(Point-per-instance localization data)
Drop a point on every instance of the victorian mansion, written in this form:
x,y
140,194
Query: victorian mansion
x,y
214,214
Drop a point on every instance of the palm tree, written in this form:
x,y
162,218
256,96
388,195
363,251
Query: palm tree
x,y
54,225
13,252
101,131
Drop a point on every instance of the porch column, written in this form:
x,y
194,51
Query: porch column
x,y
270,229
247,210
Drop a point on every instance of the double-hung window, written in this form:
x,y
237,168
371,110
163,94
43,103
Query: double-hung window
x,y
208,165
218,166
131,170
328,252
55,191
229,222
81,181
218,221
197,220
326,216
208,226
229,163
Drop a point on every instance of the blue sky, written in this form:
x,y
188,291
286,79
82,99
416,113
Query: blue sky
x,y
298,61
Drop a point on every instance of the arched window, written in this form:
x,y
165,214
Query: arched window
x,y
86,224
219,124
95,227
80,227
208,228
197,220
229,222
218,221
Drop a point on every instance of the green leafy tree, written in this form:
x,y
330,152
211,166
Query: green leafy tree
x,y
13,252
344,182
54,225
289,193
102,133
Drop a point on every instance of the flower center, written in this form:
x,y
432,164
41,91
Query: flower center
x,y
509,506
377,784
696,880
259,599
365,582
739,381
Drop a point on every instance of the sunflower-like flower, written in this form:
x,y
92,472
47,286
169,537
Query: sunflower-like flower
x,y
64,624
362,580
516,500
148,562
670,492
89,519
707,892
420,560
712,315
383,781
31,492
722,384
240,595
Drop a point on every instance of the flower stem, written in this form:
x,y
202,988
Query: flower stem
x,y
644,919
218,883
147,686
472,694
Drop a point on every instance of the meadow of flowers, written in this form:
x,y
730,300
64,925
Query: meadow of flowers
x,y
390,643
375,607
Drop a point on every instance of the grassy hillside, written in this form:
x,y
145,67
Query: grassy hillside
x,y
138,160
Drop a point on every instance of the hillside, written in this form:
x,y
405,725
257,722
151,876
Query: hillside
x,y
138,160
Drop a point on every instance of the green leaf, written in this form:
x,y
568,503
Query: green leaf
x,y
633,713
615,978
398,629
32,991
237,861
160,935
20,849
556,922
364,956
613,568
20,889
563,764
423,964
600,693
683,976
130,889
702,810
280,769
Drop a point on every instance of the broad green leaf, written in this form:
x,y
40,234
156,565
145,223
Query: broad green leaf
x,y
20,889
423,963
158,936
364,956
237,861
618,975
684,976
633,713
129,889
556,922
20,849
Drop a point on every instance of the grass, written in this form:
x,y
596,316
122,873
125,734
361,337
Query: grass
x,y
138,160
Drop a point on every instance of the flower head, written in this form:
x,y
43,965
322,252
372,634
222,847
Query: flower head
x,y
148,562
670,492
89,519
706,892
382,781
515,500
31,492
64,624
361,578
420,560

Your objective: Each entry shown above should be transcribed exactly as written.

Answer section:
Drop a point on every instance of the victorian mansion, written in this form:
x,y
140,194
Query: victorian mansion
x,y
214,214
Drop a point on every instance of the palm tree, written in this form:
x,y
162,218
256,96
388,195
363,251
Query: palm tree
x,y
54,225
13,252
101,131
Drop a point on every instance of the porch column, written in this form:
x,y
194,51
Query: porch column
x,y
270,229
247,210
Drop a point on every instance of the double-hung window, written in this form:
x,y
237,168
371,110
163,94
43,103
Query: double-hung window
x,y
208,165
218,166
131,170
328,252
55,191
229,222
81,181
218,221
197,220
326,216
208,226
229,163
Drop a point on every instance of the blue sky, written in this form:
x,y
188,291
286,79
82,99
416,113
Query: blue sky
x,y
298,61
Drop a point on every instance of the arched window, written in this form:
x,y
165,214
Query: arched window
x,y
86,224
219,124
95,227
80,227
208,228
197,220
229,222
218,221
Drop a point on every instance of the green leafy tree, written in this form:
x,y
330,152
211,166
Query: green leafy tree
x,y
13,252
344,182
54,225
289,193
102,133
Drop a point on every instance of the flower center, written in this form:
x,y
432,164
41,91
Query: flower center
x,y
509,506
377,784
696,880
259,599
365,582
739,381
Drop a point on every instance of the sunflower-like flower, written in this form:
x,y
92,472
47,286
169,537
Query: sunflower-like flower
x,y
64,624
362,580
516,500
148,562
670,492
89,519
707,892
420,560
712,315
383,781
31,492
722,384
240,595
Drop a point on every instance of the flower stem, written in this form:
x,y
202,988
Query: flower stem
x,y
644,919
218,883
147,686
472,694
Drop a point on every instance of the meadow of flowers, written in this form:
x,y
730,300
64,925
Query: meadow of flowers
x,y
390,643
375,607
Drop a point on every instance of the grassy hillside, written in this form:
x,y
145,67
Query: grassy hillside
x,y
138,160
Drop a point on every instance of the hillside, written in this form:
x,y
405,725
257,722
151,876
Query: hillside
x,y
138,160
Drop a point on every instance of the green leaf, written in this form:
x,y
568,503
Query: green leaf
x,y
633,713
615,978
398,629
32,991
237,861
160,935
20,849
556,922
364,956
613,568
20,889
563,764
423,964
600,693
683,976
130,889
702,810
280,769
Drop a point on every instance of the broad green leaf, written in this form:
x,y
40,234
156,565
145,223
Query: broad green leaf
x,y
20,889
423,963
158,936
364,956
237,861
618,975
684,976
633,713
129,889
556,922
20,849
Drop a point on every instance of the grass, written in this form:
x,y
596,316
122,873
125,734
361,337
Query: grass
x,y
138,160
Drop a point on every instance of the flower head, written in this form:
x,y
43,965
322,252
372,634
222,847
Query: flower head
x,y
148,562
670,492
89,519
706,892
382,781
515,500
31,492
64,624
361,578
420,560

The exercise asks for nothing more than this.